* **OBJETIVOS**
**1)** Enumere las diversiones nocturnas que, según el fragmento sobre la expedición de Shackleton, se organizaban para el grupo.
**2)** Transcriba el tramo del listado que va desde su comienzo hasta la línea que contiene "181), (105, 179)]", incluidos ambos extremos, y sume 30 a cada coordenada de los contornos de respuesta.

═════ TEXTO DE LECTURA ═════

Pronto advirtió algunos eslabones débiles en el grupo. El primero de ellos era Frank Hurley, el fotógrafo del barco. Era bueno en su trabajo y nunca se quejaba de tener que ejecutar otras tareas, pero era tan presuntuoso que necesitaba sentirse importante. Así, durante uno de los primeros días en el hielo Shackleton se esmeró en pedirle su opinión sobre todos los asuntos significativos, como las reservas de alimentos, y en elogiar sus ideas. Además, le pidió que se alojara con él en su tienda, lo que hizo que se sintiese más importante que los demás y le facilitó a Shackleton no perderlo de vista. El piloto, Huberht Hudson, reveló ser muy egoísta y un pésimo escucha que más bien requería permanente atención. Shackleton hablaba con él más que con los otros y también lo ubicó en su tienda. A los demás sospechosos de latente descontento los dispersó en varias tiendas, para diluir su posible influencia.
Conforme transcurría el invierno, redobló su atención. En ciertos momentos sentía la aburrición de sus compañeros por la forma en que se conducían y en el hecho de que cada vez hablaban menos entre sí. Para combatir esto, organizaba eventos deportivos en el hielo durante los días sin sol y diversiones en la noche: música, bromas, narración de historias. Se celebraban rigurosamente todas las festividades. Los interminables días a la deriva eran ocupados con momentos estelares y Shackleton distinguió pronto algo notable: su equipo estaba decididamente alegre e incluso parecía disfrutar de los desafíos de la vida en un témpano de hielo sin rumbo fijo.
Cuando el témpano en el que estaban se volvió peligrosamente pequeño, dispuso a sus compañeros en los tres pequeños botes salvavidas que habían rescatado del Endurance. Debían dirigirse a tierra. Mantuvo juntos los botes y, tras afrontar las feroces aguas, lograron desembarcar en la vecina isla Elefante, en una angosta playa. Mientras inspeccionaba ese día la isla, resultó claro que las condiciones eran hasta cierto punto peores que en el témpano. El tiempo estaba en su contra. Shackleton ordenó al instante que se preparara un bote para intentar llegar, por riesgoso que fuera, al más accesible y deshabitado tramo de tierra en el área: la isla Georgia del Sur, a mil trescientos kilómetros al noreste. Las posibilidades de llegar allá eran remotas, pero ellos no sobrevivirían mucho tiempo en la isla Elefante, expuestos al mar y con muy pocos animales que sacrificar.

═════ MATERIAL DE ORIGEN ═════

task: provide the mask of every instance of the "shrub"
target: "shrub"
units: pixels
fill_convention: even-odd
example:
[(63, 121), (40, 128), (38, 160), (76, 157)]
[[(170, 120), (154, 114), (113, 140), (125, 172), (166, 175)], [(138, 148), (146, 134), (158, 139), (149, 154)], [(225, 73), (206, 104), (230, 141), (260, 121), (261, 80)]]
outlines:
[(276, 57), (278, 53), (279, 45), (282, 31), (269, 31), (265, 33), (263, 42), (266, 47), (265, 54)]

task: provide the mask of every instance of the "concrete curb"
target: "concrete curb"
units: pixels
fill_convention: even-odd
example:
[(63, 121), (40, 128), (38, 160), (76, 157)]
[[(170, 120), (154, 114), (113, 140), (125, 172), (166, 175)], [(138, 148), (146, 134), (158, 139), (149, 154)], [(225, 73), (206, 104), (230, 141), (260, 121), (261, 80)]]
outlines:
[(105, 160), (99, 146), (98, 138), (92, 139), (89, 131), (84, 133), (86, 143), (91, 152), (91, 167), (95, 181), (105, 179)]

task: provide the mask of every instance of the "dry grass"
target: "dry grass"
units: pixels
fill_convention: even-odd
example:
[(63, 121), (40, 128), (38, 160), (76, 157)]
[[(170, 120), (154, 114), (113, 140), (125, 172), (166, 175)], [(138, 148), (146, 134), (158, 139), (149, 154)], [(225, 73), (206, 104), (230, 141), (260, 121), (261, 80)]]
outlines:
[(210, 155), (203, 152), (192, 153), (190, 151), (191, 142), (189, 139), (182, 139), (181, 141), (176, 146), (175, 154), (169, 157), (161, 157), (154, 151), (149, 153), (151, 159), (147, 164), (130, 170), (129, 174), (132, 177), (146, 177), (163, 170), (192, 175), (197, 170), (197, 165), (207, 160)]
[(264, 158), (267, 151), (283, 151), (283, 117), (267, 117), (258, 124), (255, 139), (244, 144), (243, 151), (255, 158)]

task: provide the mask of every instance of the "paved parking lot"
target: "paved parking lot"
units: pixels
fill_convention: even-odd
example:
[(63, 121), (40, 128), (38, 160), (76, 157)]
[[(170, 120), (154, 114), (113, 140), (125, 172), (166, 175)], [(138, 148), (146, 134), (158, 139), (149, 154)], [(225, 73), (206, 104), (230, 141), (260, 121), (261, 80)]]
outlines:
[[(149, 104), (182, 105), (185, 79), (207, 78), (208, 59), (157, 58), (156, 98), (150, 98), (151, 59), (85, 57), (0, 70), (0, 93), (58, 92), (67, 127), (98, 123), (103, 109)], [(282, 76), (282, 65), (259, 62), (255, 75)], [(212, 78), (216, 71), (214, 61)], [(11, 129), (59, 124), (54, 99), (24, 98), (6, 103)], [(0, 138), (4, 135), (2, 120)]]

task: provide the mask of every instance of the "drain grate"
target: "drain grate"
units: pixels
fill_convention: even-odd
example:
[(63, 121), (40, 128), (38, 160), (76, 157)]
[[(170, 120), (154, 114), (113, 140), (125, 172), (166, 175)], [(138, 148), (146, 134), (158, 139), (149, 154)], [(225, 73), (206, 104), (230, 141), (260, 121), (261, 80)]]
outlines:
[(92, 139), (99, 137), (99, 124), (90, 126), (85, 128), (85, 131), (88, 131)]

═════

* **SOLUCIONES**
**1)** Música, bromas y narración de historias.

**2)**
task: provide the mask of every instance of the "shrub"
target: "shrub"
units: pixels
fill_convention: even-odd
example:
[(63, 121), (40, 128), (38, 160), (76, 157)]
[[(170, 120), (154, 114), (113, 140), (125, 172), (166, 175)], [(138, 148), (146, 134), (158, 139), (149, 154)], [(225, 73), (206, 104), (230, 141), (260, 121), (261, 80)]]
outlines:
[(306, 87), (308, 83), (309, 75), (312, 61), (299, 61), (295, 63), (293, 72), (296, 77), (295, 84)]

task: provide the mask of every instance of the "concrete curb"
target: "concrete curb"
units: pixels
fill_convention: even-odd
example:
[(63, 121), (40, 128), (38, 160), (76, 157)]
[[(170, 120), (154, 114), (113, 140), (125, 172), (166, 175)], [(138, 148), (146, 134), (158, 139), (149, 154)], [(225, 73), (206, 104), (230, 141), (260, 121), (261, 80)]]
outlines:
[(135, 190), (129, 176), (128, 168), (122, 169), (119, 161), (114, 163), (116, 173), (121, 182), (121, 197), (125, 211), (135, 209)]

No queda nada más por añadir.